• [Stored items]
..........
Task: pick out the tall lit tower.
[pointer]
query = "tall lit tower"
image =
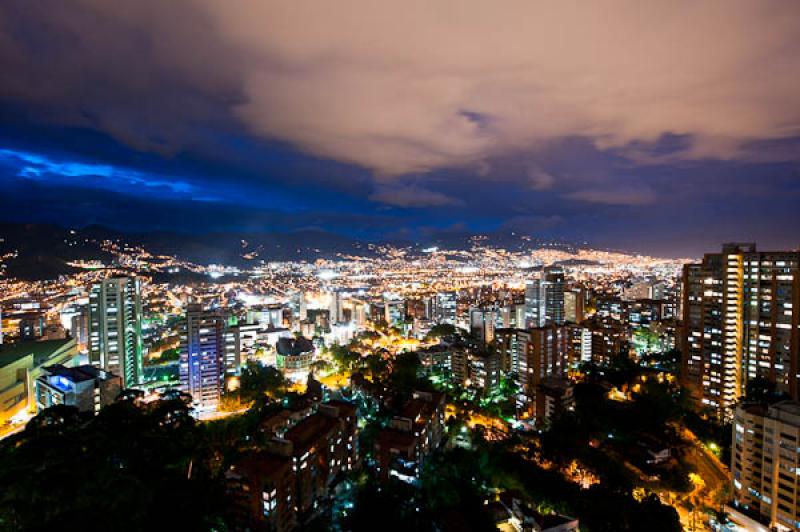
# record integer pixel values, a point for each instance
..........
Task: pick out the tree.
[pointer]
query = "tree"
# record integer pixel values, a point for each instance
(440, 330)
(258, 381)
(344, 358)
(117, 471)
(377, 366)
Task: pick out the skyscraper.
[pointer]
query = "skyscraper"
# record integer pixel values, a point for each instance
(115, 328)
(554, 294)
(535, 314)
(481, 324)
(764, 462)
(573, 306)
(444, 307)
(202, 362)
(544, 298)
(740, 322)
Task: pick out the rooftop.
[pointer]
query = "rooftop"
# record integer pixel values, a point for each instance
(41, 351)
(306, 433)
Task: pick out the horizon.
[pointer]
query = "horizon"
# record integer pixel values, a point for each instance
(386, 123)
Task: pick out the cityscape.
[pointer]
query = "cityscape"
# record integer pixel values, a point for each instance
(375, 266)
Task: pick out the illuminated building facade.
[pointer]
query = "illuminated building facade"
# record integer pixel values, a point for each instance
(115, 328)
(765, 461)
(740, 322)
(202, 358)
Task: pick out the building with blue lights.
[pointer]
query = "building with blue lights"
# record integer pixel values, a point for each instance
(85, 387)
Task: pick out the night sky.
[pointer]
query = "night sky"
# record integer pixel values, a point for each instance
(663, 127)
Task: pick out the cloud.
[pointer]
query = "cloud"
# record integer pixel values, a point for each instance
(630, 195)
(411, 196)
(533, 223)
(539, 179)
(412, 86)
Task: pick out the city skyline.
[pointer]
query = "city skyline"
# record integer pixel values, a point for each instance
..........
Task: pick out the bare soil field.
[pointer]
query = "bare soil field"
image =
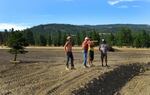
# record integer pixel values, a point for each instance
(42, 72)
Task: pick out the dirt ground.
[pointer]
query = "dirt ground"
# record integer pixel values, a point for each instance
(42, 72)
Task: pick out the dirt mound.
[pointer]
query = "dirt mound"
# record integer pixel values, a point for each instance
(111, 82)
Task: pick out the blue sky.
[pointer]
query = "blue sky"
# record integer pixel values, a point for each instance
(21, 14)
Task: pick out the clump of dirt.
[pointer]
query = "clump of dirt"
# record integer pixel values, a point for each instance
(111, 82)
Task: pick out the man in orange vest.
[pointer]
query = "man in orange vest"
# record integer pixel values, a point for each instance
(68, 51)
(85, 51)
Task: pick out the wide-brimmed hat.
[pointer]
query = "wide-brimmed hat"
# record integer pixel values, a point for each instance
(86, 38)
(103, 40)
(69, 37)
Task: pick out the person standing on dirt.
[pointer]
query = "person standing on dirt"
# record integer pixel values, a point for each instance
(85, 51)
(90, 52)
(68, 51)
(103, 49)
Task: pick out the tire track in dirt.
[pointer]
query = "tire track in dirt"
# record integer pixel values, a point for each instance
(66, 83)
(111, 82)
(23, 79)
..........
• [What is being asked]
Copy every line of the records above that contains "cityscape".

• [Solution to this problem]
Task: pick out the cityscape.
query = "cityscape"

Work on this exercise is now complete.